START SOURCE MATERIAL

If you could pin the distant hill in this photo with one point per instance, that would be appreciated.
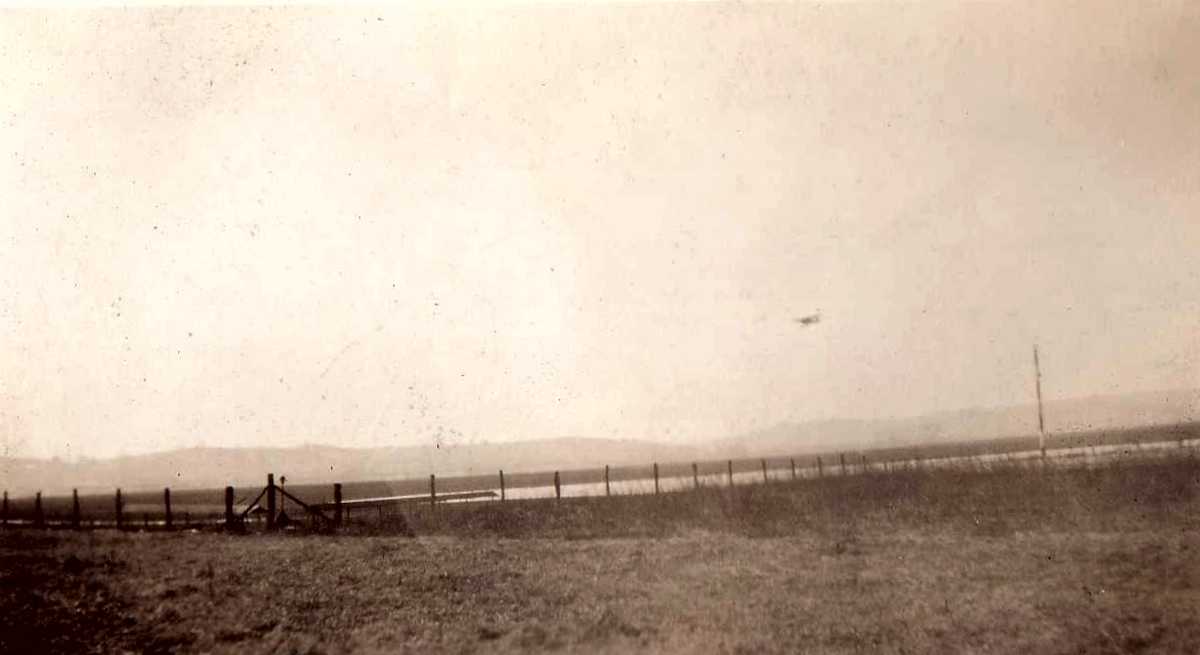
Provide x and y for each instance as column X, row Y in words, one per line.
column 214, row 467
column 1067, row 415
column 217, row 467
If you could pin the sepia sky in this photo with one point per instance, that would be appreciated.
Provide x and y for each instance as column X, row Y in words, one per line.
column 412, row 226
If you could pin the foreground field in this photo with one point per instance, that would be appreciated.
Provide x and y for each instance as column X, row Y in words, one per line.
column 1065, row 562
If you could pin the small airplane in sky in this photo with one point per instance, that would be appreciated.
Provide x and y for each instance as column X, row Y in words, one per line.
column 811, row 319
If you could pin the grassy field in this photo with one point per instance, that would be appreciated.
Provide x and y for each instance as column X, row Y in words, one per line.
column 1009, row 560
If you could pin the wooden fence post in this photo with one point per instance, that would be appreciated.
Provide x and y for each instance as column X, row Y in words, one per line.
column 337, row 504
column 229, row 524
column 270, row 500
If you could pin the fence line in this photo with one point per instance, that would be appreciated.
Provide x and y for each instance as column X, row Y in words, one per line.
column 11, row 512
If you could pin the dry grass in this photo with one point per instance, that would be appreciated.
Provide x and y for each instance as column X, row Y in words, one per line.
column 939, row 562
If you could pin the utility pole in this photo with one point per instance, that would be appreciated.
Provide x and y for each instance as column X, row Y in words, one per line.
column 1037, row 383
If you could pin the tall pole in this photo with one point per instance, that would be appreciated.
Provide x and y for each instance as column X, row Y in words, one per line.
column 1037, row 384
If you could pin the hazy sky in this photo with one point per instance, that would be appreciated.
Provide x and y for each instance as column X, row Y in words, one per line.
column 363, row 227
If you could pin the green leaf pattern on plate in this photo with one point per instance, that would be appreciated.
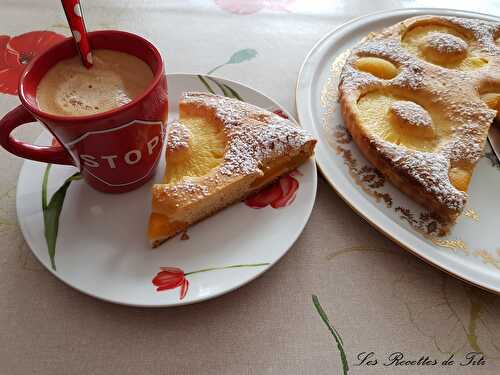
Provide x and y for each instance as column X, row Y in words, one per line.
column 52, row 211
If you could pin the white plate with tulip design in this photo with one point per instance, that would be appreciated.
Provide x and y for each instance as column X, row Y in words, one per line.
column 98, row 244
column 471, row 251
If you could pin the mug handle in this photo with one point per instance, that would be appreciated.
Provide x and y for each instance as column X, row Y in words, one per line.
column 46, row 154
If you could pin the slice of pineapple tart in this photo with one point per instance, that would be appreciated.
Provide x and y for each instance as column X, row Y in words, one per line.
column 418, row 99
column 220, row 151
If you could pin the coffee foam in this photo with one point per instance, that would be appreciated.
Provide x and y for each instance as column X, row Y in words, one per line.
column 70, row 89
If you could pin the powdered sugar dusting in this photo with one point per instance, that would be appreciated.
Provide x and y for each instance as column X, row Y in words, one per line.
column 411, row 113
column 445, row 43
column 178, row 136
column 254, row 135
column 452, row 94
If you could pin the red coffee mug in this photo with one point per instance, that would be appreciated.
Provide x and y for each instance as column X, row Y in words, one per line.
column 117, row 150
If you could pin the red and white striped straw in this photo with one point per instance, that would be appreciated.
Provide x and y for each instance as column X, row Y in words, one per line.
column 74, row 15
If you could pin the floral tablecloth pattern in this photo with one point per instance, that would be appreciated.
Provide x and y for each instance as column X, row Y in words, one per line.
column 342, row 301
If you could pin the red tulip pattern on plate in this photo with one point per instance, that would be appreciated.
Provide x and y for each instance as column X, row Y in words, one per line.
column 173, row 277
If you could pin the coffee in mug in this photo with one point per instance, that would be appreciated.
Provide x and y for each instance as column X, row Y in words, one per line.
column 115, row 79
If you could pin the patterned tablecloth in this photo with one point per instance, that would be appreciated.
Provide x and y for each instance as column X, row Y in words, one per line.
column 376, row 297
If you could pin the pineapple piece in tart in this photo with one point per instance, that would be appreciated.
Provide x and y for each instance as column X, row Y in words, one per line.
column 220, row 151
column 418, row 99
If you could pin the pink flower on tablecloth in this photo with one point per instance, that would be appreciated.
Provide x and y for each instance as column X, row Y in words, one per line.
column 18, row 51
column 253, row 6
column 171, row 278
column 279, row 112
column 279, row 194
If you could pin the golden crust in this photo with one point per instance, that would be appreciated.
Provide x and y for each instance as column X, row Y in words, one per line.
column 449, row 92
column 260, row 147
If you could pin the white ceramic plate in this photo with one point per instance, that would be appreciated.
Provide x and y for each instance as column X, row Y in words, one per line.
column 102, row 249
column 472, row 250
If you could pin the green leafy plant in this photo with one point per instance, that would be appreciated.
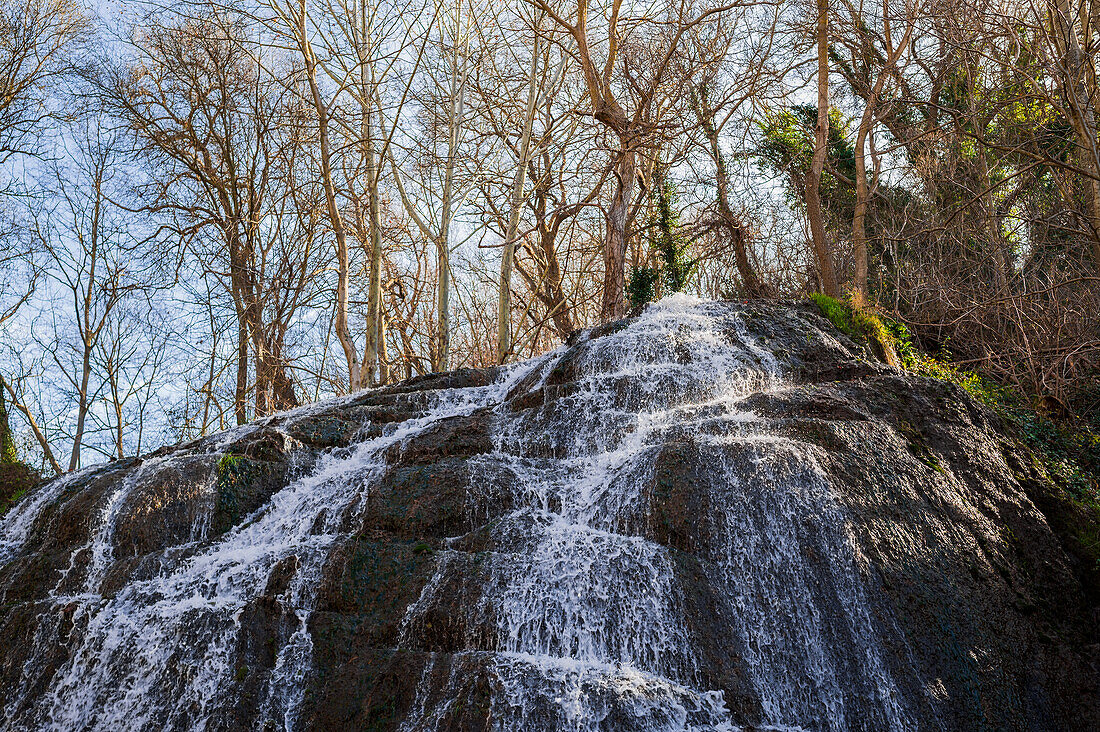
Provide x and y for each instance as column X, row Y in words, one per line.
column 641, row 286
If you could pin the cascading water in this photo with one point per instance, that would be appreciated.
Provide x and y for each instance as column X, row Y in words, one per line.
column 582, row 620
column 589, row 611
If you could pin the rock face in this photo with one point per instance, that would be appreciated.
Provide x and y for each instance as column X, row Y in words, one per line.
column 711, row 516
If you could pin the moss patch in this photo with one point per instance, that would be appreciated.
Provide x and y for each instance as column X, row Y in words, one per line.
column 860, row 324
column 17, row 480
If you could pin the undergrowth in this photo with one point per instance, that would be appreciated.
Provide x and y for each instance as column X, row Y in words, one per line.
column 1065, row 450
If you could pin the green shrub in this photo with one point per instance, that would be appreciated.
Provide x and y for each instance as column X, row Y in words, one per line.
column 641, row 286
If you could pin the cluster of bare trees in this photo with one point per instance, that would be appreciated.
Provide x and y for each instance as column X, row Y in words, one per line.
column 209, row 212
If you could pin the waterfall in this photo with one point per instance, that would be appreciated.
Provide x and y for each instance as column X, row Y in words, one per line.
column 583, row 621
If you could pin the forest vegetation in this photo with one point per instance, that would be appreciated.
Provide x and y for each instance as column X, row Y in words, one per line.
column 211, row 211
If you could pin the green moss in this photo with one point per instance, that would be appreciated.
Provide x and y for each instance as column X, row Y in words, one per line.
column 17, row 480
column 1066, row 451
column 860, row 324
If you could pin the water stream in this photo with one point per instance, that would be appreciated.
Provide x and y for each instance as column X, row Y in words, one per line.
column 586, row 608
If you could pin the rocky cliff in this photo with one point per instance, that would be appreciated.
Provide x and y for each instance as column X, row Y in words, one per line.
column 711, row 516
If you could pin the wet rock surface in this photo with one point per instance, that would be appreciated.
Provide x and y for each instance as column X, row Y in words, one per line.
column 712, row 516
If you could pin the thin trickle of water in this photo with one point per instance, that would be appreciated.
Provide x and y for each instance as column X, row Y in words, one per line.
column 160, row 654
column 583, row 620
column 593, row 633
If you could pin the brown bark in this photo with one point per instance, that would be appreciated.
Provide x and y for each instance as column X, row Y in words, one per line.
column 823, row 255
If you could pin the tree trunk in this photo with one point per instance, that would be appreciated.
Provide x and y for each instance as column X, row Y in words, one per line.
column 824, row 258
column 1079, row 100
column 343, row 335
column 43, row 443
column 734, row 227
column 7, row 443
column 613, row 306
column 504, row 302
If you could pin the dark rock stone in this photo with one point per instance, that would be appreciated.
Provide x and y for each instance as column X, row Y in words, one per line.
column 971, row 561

END SOURCE MATERIAL

Search the data above for the string "tulip" and copy each line that has it.

If you could pin the white plate with tulip design in this photo with one point per instance, that would be appreciated.
If you could pin the red tulip pattern on plate in this photo with one point per instance, that would be appreciated.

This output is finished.